**What is needed:** Copy the lines below without any changes, leaving out the pictures.

**Input material:**
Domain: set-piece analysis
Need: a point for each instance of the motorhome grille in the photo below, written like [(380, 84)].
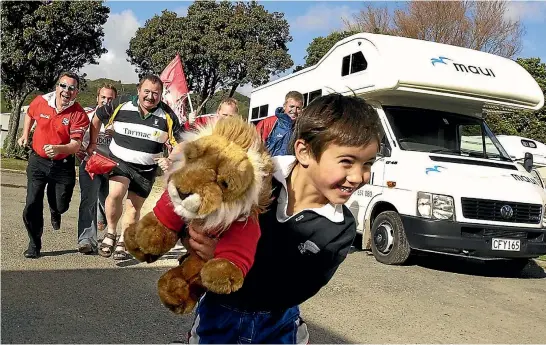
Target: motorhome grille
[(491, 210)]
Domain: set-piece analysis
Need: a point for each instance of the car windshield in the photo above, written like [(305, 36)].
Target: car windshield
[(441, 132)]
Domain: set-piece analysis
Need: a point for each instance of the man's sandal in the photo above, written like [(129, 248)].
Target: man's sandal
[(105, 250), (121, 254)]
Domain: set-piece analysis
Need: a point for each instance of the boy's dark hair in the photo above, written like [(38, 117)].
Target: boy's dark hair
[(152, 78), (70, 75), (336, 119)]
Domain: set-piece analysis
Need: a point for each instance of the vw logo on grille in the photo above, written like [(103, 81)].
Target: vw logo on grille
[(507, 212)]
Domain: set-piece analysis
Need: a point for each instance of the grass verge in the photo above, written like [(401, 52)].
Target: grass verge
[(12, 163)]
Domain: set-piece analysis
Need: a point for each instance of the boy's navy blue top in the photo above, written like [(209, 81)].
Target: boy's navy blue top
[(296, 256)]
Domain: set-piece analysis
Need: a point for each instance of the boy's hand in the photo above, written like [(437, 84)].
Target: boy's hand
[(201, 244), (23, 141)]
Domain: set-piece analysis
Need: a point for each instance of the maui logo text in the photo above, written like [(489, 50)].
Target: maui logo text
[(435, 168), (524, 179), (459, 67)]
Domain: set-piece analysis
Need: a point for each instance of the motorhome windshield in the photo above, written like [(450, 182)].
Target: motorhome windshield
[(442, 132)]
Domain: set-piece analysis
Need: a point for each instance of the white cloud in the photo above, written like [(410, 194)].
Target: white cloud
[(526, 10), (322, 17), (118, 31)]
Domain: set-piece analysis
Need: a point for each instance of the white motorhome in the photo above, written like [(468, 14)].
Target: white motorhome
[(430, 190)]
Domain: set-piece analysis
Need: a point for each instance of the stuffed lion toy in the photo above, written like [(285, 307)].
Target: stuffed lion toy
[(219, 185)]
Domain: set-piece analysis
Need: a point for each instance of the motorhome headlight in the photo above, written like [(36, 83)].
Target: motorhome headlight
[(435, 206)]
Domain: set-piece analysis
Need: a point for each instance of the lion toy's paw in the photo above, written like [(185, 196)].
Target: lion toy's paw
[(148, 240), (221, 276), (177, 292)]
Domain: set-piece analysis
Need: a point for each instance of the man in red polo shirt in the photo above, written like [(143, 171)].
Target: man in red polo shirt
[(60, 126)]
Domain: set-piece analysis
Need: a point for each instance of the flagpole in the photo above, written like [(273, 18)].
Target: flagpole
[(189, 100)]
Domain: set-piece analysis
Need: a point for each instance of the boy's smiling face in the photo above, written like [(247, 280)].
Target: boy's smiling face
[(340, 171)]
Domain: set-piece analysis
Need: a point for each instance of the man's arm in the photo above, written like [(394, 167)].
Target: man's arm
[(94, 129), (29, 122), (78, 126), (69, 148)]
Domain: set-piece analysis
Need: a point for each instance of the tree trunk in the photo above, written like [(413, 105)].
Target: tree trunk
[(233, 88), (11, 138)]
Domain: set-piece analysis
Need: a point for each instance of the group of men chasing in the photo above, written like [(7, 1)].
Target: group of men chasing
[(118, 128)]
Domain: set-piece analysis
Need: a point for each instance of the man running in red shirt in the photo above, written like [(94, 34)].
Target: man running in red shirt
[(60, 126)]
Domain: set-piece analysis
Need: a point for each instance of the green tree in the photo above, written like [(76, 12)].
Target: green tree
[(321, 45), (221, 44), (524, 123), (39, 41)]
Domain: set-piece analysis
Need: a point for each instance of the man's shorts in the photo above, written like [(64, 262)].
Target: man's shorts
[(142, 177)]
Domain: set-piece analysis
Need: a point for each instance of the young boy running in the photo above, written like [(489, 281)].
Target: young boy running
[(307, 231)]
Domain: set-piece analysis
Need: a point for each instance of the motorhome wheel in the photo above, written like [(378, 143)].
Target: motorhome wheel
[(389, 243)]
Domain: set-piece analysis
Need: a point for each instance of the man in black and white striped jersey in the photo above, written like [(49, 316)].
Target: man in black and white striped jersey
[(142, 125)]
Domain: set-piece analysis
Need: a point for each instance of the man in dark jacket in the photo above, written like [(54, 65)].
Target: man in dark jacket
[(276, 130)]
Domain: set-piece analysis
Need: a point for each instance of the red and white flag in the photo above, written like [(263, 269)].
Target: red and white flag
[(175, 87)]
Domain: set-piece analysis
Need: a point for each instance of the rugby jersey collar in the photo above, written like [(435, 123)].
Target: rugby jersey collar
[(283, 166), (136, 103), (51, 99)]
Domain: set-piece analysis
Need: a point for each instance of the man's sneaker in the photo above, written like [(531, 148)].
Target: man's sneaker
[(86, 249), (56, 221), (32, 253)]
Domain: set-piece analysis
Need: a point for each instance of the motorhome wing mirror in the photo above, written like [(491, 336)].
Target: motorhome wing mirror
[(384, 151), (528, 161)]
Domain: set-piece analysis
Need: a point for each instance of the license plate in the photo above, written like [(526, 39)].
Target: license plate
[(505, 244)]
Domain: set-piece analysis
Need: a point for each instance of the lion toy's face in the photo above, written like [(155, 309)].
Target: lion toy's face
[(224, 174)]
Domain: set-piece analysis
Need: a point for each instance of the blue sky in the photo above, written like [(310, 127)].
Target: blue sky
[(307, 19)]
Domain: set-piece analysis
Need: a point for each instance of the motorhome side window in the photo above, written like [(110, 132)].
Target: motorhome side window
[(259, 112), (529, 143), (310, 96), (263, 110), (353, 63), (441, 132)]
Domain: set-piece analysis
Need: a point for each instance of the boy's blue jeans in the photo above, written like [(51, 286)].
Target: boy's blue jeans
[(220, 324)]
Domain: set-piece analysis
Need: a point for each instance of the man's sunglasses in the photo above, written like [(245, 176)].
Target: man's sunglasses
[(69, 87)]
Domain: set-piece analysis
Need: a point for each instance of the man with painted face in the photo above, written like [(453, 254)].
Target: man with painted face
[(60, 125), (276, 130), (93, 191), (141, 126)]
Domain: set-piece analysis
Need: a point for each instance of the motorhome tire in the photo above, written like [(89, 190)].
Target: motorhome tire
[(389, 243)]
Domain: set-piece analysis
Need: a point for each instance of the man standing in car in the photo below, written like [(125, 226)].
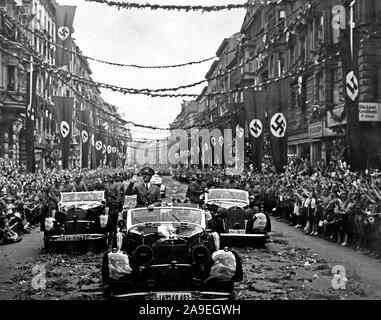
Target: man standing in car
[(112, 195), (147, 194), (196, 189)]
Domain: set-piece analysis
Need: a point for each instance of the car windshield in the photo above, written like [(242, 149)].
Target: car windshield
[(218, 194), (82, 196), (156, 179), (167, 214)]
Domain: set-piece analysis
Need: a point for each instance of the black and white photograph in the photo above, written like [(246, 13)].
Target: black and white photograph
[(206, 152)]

**Output below:**
Domain: set-piece analysis
Need: a point for each instance of the motorhome grille in the photo below, written like [(380, 84)].
Target: motorhome grille
[(491, 210)]
Domain: set-piece analysis
Need: a point for each instance of the car windshield in the photo above, written like [(305, 36)].
Target: car windshield
[(441, 132)]
Domain: set-piece analysis
Need: a point for each instance of the man's sandal in the photo above, written like [(129, 248)].
Target: man's sandal
[(105, 250), (121, 254)]
Domain: set-piece analysis
Need: a point for each instance of the boy's dark hair in the photo above, written like [(38, 117)].
Target: boy's dark hair
[(152, 78), (70, 75), (336, 119)]
Domain: set-piece analysis
Need: a point for each instance of the vw logo on grille in the photo above, written like [(103, 81)].
Target: vw logo on grille
[(507, 212)]
Domain: set-piece analysis
Need: a point for each instance of the grass verge in the photo above, written like [(401, 52)].
Target: grass verge
[(12, 163)]
Domain: set-piece analysis
Need: a point for each instance of the boy's navy blue top in the photo above, written like [(209, 81)].
Target: boy's navy blue top
[(296, 256)]
Domain: set-piece analysis
Need: a point for each instance of the boy's hand in the photo above, written like [(437, 84)].
Target: boy's hand
[(201, 244), (23, 141)]
Domain: set-piece analysis
Need: a point for each instance of the maui logo text in the photo above, written like [(489, 50)].
Target: maui logo text
[(435, 168), (524, 179), (459, 67)]
Domain: set-piece analysis
Need: a point for each instance of the motorhome windshield in the photo above, written like [(450, 182)].
Target: motorhome windshield
[(442, 132)]
Domain: set-piece analysis
Need: a point for each instance of the white cloud in the photo above, written like [(410, 194)].
Target: white cloud
[(526, 10), (322, 17), (118, 31)]
Domain: set-piece analysis
Need: a point for each instance of the white motorhome in the photo above, written like [(468, 14)].
Target: white motorhome
[(430, 190)]
Domain: set-piece analysis
Need: a point for each instance of the stuffed lion toy in the photo above, written like [(285, 307)].
Target: stuffed lion toy
[(219, 185)]
Domain: set-piece analysis
Need: a point for each instance of the motorhome headlight in the photo above, written like [(36, 83)].
Target: motorhome headlight
[(435, 206)]
Domain: set-piece analysis
Need: a point for each instance of the lion toy's paw in the photo above, written like [(185, 196)].
Target: lion toy's paw
[(148, 240), (221, 276), (177, 292)]
Domain: set-piece analysis
Need: a point for each instance of the man in red polo shirt in the photo above, written like [(143, 171)].
Target: man in red polo shirt
[(60, 126)]
Domain: set-piece analysis
Need: a point for each instance of the flagpole in the photo above, written like [(273, 18)].
Target: flagpole
[(189, 100)]
Domain: set-piece analysis
Need: a point for each instance of the boy's smiling face in the photo above, written like [(247, 280)].
Target: boy's smiling face
[(340, 171)]
Domain: set-piece analysis
Need: a point for each instance of the man's arm in the photo above, written like [(394, 167)].
Target: man's arm
[(94, 129), (29, 122), (78, 126), (69, 148)]
Domain: set-piece analysis
Need: a point for each instance of the tree trunk in the photo above, written like [(413, 105)].
Target: tree trunk
[(233, 88), (11, 138)]
Domain: set-piece analysis
Need: a point for each instance of the group of men chasing in the photo above, written like [(7, 1)].
Target: group of men chasing
[(118, 128)]
Domain: set-piece analysis
Need: a point for each instance of the man running in red shirt in the photo above, written like [(94, 34)].
Target: man running in red shirt
[(60, 126)]
Domain: set-piece analysis
Need: a point for each instance of the green tree in the photo above, written like [(76, 12)].
Target: green tree
[(321, 45), (221, 44), (524, 123), (39, 41)]
Domain: set-piece analysis
Need: a point for each instance of the man's shorts in the photo above, written like [(64, 262)].
Target: man's shorts
[(142, 177)]
Domain: set-piece analysis
Need: a point for each instance of the young boy running in the photo above, written like [(489, 281)].
Target: young boy running
[(307, 231)]
Domain: set-piece analysis
Need: a point for each instance of the motorhome wheel in the photo above, written like [(378, 143)].
Target: motorhome wheel
[(389, 243)]
Domain: set-piece analysis
Need: a point for each instance of the man in black and white striped jersey in the photo above, written like [(49, 316)].
Target: man in black and white striped jersey
[(142, 125)]
Domain: set-piece analysis
Need: a point for each instance of the man in dark jacket in the photo above, written like [(54, 65)].
Target: man in dark jacket
[(276, 130)]
Domain: set-piece analysis
Need: a point for each instance of the red and white flag in the photo above, written like [(263, 269)].
Target: red and white flag
[(175, 87)]
Domain: set-piece analysis
Need: a point for each instance of the rugby jersey collar in the photo above, written like [(435, 123)].
Target: rugby jersey collar
[(283, 166), (136, 103), (51, 99)]
Domain: set-piece analysis
Need: a point for each instance of the man's sneaker in the photo above, written like [(531, 148)].
Target: man's sneaker
[(86, 249), (56, 221), (32, 253)]
Domain: set-piece analysis
Need: a point for each instance of the motorhome wing mirror in the photo above, written like [(491, 336)].
Target: motorhome wing mirror
[(384, 151), (528, 161)]
Domain: set-piece analysis
Need: a point for each instance of the license plate in the photo above, written like [(526, 39)].
Target: license plate
[(505, 244)]
Domain: set-piece analysis
Need: a point for each instance of the lion toy's face in the photo above, written like [(155, 309)].
Target: lion toy's face
[(224, 174)]
Domain: set-piece analysis
Need: a point for each instance of the blue sky in the photo above, written like [(310, 127)].
Target: blue sky
[(307, 19)]
Domain: set-piece analysis
Need: a point for each instance of the motorhome side window in the photo above, written like [(110, 132)].
Target: motorhome side window
[(259, 112), (529, 143), (310, 96), (263, 110), (353, 63), (441, 132)]
Domain: set-piece analysis
Need: a point for each instance of the boy's blue jeans in the photo above, written like [(51, 286)].
Target: boy's blue jeans
[(220, 324)]
Domain: set-piece analysis
Need: a point for each instance of the man's sunglasses in the photo above, written like [(245, 176)].
Target: man's sunglasses
[(69, 87)]
Domain: set-piece analysis
Need: a point for each instance of the man with painted face in the photo above, written like [(453, 254)].
Target: man with painted face
[(60, 125), (276, 130), (93, 191), (141, 126)]
Domain: set-piece analysis
Need: a point for each instance of the motorhome tire in the photo above, written like [(89, 190)].
Target: motorhome tire
[(389, 243)]
Domain: set-piece analysis
Need: a point for each instance of the man standing in car in the photo below, written like [(125, 226)].
Target: man standing in car
[(112, 195), (147, 194), (196, 189)]
Domain: set-piece analysis
Need: a point for each instance of the car windshield in the photo above, written like [(242, 149)].
Target: car windshield
[(218, 194), (82, 196), (156, 179), (167, 214)]
Domain: set-piece analysis
Need: a point for each instance of the black and white photograph in the photo above, written like [(246, 13)].
Target: black and white photograph
[(206, 152)]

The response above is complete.